(Challenge 1)
Can you switch "bracelet" to "necklace" everywhere in the rows below and give those rows back with nothing else changed?

(Text section)
........

Deeply troubled Latin American nation Venezuela is in economic and political freefall. The turmoil surrounding the regime of President Maduro continues to deepen while Venezuela’s economy lurches closer to failure. There are signs that not only is this turmoil in conjunction with Caracas’ policies doing irreparable damage to the nations’ oil industry, but that Venezuela’s oil industry is in freefall and its energy patch is on the verge of collapse.
That has a created the potential for a massive geopolitically driven supply disruption, which when compared to only a few years ago when global energy markets were awash with crude, will have sharp impact on supply and consequently prices.
The key problem is that Venezuela’s oil industry and state owned integrated energy company PDVSA are in total disarray. Years of political mismanagement, a lack of investment, growing insecurity and policies that have driven away foreign energy companies have all created a perfect storm that sees Venezuela’s oil production caught in deadly spiral that shows no sign of ending any time soon.
Production is declining at a faster rate than forecast
According to OPEC’s January 2018 Monthly Oil Market Report Venezuela’s December 2017 oil production dipped to 1.6 million barrels daily. This represents a massive 32% plunge compared to the daily average for 2016 and is a crushing 42% lower than daily average production during 2013.
In fact, if output deteriorates from the 1.6 million barrels daily for December by 30% then it isn’t unreasonable to expect it to plunge by almost 500,000 barrels to somewhere between 1.1 million and 1.2 million barrels daily. That is far lower than 2018 production of 1.4 million to 1.5 million barrels daily predicted by Moody’s, Barclays and RBC Capital Markets, representing a 900,000-barrel decline compared to 2017.

........

(Listing)
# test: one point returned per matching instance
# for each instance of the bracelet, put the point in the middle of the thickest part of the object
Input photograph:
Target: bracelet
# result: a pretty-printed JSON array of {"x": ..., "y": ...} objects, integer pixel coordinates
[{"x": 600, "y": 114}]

........

(Challenge 2)
Could you return the whole text on Venezuela's oil industry above, word for word?

(Expected output 1)
# test: one point returned per matching instance
# for each instance of the necklace, put the point in the middle of the thickest part of the object
Input photograph:
Target: necklace
# result: a pretty-printed JSON array of {"x": ..., "y": ...} objects, integer pixel coordinates
[{"x": 600, "y": 114}]

(Expected output 2)
Deeply troubled Latin American nation Venezuela is in economic and political freefall. The turmoil surrounding the regime of President Maduro continues to deepen while Venezuela’s economy lurches closer to failure. There are signs that not only is this turmoil in conjunction with Caracas’ policies doing irreparable damage to the nations’ oil industry, but that Venezuela’s oil industry is in freefall and its energy patch is on the verge of collapse.
That has a created the potential for a massive geopolitically driven supply disruption, which when compared to only a few years ago when global energy markets were awash with crude, will have sharp impact on supply and consequently prices.
The key problem is that Venezuela’s oil industry and state owned integrated energy company PDVSA are in total disarray. Years of political mismanagement, a lack of investment, growing insecurity and policies that have driven away foreign energy companies have all created a perfect storm that sees Venezuela’s oil production caught in deadly spiral that shows no sign of ending any time soon.
Production is declining at a faster rate than forecast
According to OPEC’s January 2018 Monthly Oil Market Report Venezuela’s December 2017 oil production dipped to 1.6 million barrels daily. This represents a massive 32% plunge compared to the daily average for 2016 and is a crushing 42% lower than daily average production during 2013.
In fact, if output deteriorates from the 1.6 million barrels daily for December by 30% then it isn’t unreasonable to expect it to plunge by almost 500,000 barrels to somewhere between 1.1 million and 1.2 million barrels daily. That is far lower than 2018 production of 1.4 million to 1.5 million barrels daily predicted by Moody’s, Barclays and RBC Capital Markets, representing a 900,000-barrel decline compared to 2017.